What needs to be done.
Please tally the lines of the listing that follows where the word "positive" appears, and reply with the number only.

● ● ● ●

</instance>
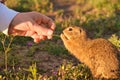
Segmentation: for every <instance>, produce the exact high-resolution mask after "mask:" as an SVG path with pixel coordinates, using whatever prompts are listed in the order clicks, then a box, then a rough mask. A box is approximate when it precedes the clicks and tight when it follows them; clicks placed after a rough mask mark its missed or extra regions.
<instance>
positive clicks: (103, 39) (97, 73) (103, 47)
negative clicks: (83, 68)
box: [60, 27, 120, 79]
mask: <svg viewBox="0 0 120 80" xmlns="http://www.w3.org/2000/svg"><path fill="white" fill-rule="evenodd" d="M60 37H61V39H62V41H63V43H64V45H65V47H66V48H67V49H68V51H70V52H71V54H73V55H74V56H75V57H76V58H77V59H79V60H80V61H81V62H83V63H84V64H86V65H87V66H88V67H89V68H90V70H91V72H92V74H93V77H94V78H104V79H116V78H117V79H118V78H120V53H119V51H118V50H117V48H115V46H114V45H113V44H112V43H110V42H109V41H108V40H106V39H103V38H98V39H90V38H88V36H87V34H86V31H85V30H84V29H83V28H81V27H68V28H66V29H65V30H63V33H62V34H61V35H60Z"/></svg>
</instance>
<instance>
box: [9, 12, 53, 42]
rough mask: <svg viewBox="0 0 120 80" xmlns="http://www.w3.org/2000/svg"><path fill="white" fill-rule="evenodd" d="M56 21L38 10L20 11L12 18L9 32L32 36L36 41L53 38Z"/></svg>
mask: <svg viewBox="0 0 120 80" xmlns="http://www.w3.org/2000/svg"><path fill="white" fill-rule="evenodd" d="M54 29H55V23H54V22H53V20H52V19H51V18H49V17H47V16H45V15H43V14H40V13H38V12H24V13H18V14H17V15H16V16H15V17H14V19H13V20H12V22H11V24H10V26H9V30H8V34H12V35H18V36H30V37H32V38H33V39H34V42H40V41H41V40H44V39H46V38H47V39H51V38H52V35H53V31H54Z"/></svg>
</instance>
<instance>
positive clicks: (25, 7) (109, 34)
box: [0, 0, 120, 80]
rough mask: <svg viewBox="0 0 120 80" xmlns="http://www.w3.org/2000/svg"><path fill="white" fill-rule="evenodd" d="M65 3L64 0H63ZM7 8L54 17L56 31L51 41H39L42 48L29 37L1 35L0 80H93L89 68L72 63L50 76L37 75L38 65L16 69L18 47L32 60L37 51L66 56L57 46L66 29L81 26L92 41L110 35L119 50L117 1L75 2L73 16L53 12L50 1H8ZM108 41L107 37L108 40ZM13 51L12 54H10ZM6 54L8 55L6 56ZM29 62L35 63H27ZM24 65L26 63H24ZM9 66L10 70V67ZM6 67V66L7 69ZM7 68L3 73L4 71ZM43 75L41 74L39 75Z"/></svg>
mask: <svg viewBox="0 0 120 80" xmlns="http://www.w3.org/2000/svg"><path fill="white" fill-rule="evenodd" d="M63 2H67V0H65V1H63ZM6 4H7V6H8V7H10V8H13V9H15V10H17V11H21V12H22V11H33V10H34V11H39V12H41V13H44V14H49V13H50V14H51V13H55V14H53V16H54V20H55V23H56V30H55V32H54V35H53V39H52V40H46V41H42V42H41V43H40V44H44V47H40V46H39V44H35V43H34V42H33V40H32V39H31V38H29V37H27V38H26V37H18V36H17V37H14V38H12V37H9V36H6V37H5V36H4V35H3V34H1V35H0V40H1V42H0V45H2V46H0V53H1V55H2V56H1V57H0V59H1V60H2V62H1V64H0V66H4V65H5V67H2V69H1V72H0V79H1V80H92V76H91V73H90V70H89V69H88V67H87V66H86V65H84V64H78V65H73V64H72V63H63V64H62V65H60V66H59V67H58V69H57V70H54V69H53V70H52V73H51V75H47V74H46V75H44V74H40V72H38V70H37V69H38V67H39V66H37V63H33V64H31V65H28V66H29V67H28V68H24V67H19V66H18V67H17V69H16V67H15V66H16V65H19V61H20V60H21V59H22V58H23V57H20V56H16V54H17V53H16V52H14V48H15V47H16V48H15V50H16V49H17V46H18V45H19V46H20V47H23V46H24V47H27V49H28V51H27V52H26V56H27V57H33V55H34V53H35V52H36V51H37V49H39V50H40V51H42V50H44V51H47V52H48V53H50V54H52V55H57V56H61V55H66V56H67V55H68V54H69V52H68V51H67V50H66V49H65V47H63V44H61V43H59V42H60V41H61V39H60V33H62V30H63V29H64V28H66V27H68V26H71V25H76V26H82V27H84V28H86V30H88V32H91V33H92V34H90V35H91V36H93V38H98V37H103V38H104V37H105V38H106V36H111V35H112V34H116V35H112V36H111V37H110V38H109V41H111V42H112V43H113V44H114V45H115V46H116V47H117V48H120V39H119V36H117V34H118V35H119V31H120V13H119V10H120V1H119V0H112V1H110V0H97V1H96V0H76V2H75V4H76V5H79V6H76V7H75V8H74V10H73V12H72V15H67V14H68V13H65V10H64V9H58V10H56V11H54V4H53V3H52V2H51V1H50V0H7V2H6ZM107 38H108V37H107ZM9 52H12V53H13V54H10V53H9ZM8 54H9V55H8ZM30 61H31V62H35V61H33V60H30ZM25 65H27V64H25ZM11 66H12V68H11ZM7 67H9V68H10V69H9V68H8V69H7ZM4 69H6V70H4ZM41 73H42V72H41Z"/></svg>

● ● ● ●

Answer box.
2